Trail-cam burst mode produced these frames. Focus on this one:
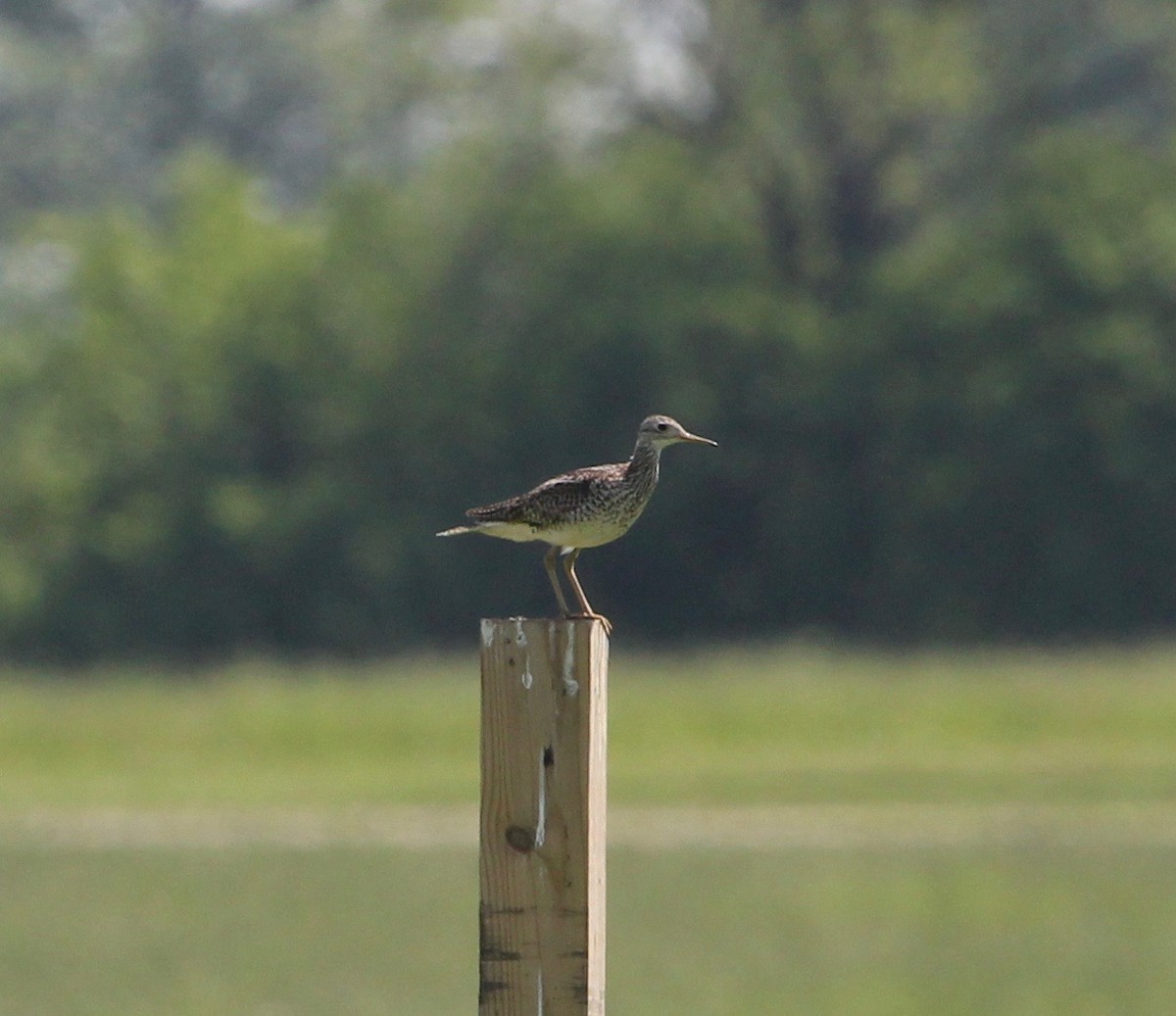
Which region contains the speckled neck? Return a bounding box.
[624,441,661,490]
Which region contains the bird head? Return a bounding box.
[637,415,718,451]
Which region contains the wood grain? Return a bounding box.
[478,617,608,1016]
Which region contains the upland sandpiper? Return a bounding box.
[437,416,718,633]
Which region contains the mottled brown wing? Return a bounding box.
[466,465,617,526]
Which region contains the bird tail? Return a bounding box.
[437,526,477,536]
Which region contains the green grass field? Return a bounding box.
[0,646,1176,1016]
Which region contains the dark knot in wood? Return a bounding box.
[507,826,535,853]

____

[Problem to solve] Copy every line of the entries above word for word, leaving out the picture.

[The solution]
Trail-cam burst mode produced these frames. Focus on this one:
Which region contains the speckled neck? Return a bounding box.
[624,441,661,490]
Which region contains the bird head? Return a bounding box.
[637,415,718,451]
Which region contains the wood grain? Return a bounding box.
[478,617,608,1016]
Which region contains the upland sandpiper? Return a bounding box.
[437,416,718,633]
Which region contains the mottled brown wing? Return a bounding box.
[466,465,617,526]
Which region contains the bird tail? Return a bounding box.
[437,526,477,536]
Which region contains the green grass field? Return a bounding box.
[0,646,1176,1016]
Which region contains the dark knot in wood? Return a bounding box.
[507,826,535,853]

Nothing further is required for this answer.